ASSIGNED TASK: Search the listing below for the word "power" and copy each line that holds it.

▽

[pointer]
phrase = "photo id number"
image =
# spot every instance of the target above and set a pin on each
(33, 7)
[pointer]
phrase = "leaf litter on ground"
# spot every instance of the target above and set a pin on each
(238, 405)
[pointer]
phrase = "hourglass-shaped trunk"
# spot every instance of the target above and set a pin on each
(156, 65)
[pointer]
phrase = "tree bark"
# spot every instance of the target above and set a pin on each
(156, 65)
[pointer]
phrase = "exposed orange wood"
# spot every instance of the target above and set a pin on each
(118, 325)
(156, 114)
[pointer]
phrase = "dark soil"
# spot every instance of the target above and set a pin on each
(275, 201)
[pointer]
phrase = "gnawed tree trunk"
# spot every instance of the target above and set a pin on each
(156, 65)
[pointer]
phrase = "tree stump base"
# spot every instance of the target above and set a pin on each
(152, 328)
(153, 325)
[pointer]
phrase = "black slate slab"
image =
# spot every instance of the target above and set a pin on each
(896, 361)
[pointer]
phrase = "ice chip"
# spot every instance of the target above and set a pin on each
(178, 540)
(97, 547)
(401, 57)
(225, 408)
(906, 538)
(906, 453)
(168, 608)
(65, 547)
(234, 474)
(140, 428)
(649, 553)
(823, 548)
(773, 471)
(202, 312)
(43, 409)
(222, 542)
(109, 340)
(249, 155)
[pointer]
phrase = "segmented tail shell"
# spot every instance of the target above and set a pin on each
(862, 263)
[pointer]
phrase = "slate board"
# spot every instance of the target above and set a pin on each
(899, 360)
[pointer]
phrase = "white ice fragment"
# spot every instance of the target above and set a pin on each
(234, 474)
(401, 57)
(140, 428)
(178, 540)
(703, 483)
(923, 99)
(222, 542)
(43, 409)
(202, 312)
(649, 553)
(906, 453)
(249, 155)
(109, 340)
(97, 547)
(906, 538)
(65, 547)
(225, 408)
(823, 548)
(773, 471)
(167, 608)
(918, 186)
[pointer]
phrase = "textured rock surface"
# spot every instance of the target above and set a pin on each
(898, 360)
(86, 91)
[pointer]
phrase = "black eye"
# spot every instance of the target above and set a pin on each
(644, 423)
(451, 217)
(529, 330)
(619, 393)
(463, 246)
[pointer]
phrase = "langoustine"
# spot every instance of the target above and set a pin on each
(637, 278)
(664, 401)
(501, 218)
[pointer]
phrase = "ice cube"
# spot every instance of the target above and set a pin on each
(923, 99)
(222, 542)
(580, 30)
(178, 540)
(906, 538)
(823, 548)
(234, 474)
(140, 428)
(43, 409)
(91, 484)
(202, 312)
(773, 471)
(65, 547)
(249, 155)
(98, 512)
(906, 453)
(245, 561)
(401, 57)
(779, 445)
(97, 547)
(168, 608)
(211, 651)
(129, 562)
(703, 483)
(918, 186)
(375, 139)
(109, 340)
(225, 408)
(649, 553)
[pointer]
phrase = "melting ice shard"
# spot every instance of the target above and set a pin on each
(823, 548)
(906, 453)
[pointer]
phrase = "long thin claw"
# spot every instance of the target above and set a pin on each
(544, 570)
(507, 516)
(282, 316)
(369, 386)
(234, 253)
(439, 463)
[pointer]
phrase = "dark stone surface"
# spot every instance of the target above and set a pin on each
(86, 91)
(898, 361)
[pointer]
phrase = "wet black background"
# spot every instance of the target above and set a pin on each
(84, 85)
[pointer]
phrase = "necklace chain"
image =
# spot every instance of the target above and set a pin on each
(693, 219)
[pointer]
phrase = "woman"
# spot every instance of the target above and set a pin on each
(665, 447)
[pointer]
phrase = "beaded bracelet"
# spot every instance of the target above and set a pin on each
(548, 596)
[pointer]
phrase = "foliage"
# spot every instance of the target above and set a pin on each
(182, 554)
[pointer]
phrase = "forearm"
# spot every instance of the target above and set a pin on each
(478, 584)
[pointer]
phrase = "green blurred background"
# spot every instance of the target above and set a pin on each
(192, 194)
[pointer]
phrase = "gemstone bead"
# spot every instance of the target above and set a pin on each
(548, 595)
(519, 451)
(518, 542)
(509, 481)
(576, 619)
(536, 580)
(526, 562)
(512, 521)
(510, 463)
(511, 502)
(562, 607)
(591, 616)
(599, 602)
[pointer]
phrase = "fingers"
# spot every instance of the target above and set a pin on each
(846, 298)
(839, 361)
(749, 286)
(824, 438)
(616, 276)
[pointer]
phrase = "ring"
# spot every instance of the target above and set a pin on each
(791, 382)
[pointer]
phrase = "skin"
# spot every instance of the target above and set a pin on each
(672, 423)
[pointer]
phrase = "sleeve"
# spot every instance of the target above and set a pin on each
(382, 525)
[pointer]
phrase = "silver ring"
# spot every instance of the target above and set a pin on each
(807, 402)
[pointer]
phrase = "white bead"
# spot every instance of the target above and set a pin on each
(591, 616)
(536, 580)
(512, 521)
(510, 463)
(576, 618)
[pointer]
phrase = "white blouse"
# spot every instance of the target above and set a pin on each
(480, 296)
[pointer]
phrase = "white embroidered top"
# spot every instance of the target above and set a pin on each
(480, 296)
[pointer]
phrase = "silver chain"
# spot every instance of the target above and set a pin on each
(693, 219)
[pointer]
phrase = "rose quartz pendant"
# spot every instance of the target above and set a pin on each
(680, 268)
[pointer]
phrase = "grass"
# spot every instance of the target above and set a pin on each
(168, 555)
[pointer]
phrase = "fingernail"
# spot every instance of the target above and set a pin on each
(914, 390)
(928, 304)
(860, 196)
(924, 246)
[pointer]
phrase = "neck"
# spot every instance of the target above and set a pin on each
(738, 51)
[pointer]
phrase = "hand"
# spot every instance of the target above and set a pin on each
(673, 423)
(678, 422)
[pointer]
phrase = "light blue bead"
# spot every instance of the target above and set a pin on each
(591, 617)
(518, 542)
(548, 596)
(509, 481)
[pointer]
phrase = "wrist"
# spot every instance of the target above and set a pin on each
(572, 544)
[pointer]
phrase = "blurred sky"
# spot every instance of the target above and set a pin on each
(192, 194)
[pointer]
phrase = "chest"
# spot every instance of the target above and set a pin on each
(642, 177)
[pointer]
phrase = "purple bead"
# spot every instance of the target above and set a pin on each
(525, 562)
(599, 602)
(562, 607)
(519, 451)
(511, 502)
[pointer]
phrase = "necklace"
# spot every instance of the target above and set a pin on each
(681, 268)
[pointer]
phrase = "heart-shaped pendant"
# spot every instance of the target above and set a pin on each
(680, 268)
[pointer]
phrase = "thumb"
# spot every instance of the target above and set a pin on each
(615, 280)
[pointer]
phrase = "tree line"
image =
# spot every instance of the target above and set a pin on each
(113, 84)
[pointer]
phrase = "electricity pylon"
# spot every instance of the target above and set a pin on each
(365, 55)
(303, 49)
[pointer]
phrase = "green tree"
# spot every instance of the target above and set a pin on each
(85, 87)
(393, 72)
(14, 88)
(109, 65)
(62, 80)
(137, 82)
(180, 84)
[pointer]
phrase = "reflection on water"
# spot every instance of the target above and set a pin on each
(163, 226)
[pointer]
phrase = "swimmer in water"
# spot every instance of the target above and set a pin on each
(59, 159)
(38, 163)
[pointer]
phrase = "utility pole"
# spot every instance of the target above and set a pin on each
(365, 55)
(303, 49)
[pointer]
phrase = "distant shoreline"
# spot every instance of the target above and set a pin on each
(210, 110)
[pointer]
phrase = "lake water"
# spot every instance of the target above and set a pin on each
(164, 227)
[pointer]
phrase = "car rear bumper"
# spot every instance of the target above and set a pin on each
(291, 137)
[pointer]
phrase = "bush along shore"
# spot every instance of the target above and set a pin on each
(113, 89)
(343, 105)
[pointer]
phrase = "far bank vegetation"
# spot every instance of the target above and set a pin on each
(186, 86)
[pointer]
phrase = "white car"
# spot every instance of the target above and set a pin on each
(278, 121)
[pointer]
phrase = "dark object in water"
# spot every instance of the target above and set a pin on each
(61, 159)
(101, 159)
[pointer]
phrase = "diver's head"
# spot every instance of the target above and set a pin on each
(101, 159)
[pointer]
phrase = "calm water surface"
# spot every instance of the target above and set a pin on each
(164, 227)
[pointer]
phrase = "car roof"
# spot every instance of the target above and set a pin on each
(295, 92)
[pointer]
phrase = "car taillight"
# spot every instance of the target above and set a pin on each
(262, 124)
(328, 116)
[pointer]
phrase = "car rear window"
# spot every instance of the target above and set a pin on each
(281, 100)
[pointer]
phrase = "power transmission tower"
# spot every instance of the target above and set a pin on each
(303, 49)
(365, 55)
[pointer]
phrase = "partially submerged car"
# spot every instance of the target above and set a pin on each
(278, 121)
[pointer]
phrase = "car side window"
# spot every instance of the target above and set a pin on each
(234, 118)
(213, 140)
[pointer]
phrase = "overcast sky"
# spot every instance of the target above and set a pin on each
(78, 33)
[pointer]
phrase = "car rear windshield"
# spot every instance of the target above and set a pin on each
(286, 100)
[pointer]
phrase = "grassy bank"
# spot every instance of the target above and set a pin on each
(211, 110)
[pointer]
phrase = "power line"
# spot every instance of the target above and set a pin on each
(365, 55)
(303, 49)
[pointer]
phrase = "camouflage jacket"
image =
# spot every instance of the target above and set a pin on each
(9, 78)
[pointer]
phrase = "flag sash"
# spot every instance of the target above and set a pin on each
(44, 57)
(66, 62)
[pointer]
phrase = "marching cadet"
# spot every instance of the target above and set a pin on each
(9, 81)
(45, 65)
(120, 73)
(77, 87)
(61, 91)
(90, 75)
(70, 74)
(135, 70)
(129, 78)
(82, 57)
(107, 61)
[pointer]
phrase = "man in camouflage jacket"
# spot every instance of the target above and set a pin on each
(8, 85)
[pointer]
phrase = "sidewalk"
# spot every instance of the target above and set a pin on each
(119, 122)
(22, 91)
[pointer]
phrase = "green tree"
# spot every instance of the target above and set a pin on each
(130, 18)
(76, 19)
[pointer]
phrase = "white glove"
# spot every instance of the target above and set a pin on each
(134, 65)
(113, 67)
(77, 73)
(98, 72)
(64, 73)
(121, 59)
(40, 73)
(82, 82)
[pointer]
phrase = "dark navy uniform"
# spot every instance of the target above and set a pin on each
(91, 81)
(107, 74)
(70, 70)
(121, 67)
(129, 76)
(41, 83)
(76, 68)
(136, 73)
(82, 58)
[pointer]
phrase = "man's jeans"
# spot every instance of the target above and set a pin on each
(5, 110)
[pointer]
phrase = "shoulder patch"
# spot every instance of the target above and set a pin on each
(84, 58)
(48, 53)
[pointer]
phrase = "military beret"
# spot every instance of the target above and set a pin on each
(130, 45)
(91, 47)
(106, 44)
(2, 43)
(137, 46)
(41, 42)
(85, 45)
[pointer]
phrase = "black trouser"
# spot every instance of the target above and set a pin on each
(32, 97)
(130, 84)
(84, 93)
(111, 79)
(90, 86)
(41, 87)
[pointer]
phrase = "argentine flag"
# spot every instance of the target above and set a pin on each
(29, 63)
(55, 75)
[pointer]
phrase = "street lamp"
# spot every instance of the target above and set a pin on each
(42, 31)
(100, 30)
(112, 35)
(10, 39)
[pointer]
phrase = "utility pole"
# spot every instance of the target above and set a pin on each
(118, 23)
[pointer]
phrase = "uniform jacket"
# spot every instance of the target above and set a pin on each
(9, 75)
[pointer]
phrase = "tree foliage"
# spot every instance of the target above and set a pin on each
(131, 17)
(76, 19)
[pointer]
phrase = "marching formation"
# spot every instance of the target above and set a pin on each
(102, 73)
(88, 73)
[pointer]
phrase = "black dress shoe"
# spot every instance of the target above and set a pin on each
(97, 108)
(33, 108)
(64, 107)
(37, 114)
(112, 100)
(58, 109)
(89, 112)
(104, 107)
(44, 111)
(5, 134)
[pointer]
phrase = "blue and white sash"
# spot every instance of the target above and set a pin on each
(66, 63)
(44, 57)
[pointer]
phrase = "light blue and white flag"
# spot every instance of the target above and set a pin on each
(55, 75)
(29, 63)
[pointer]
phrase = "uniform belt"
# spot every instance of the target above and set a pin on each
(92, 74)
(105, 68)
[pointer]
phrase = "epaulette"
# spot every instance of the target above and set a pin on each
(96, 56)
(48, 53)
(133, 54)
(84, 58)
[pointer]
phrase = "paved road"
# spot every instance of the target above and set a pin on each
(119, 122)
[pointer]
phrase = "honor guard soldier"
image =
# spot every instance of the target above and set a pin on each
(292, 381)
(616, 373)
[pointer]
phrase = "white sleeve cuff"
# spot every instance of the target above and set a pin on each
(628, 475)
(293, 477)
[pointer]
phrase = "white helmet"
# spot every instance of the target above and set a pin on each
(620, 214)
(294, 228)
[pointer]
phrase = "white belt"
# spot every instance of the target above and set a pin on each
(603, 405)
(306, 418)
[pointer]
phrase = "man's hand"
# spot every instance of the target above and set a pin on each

△

EXERCISE SOLUTION:
phrase = "power transmission tower"
phrase = "power line"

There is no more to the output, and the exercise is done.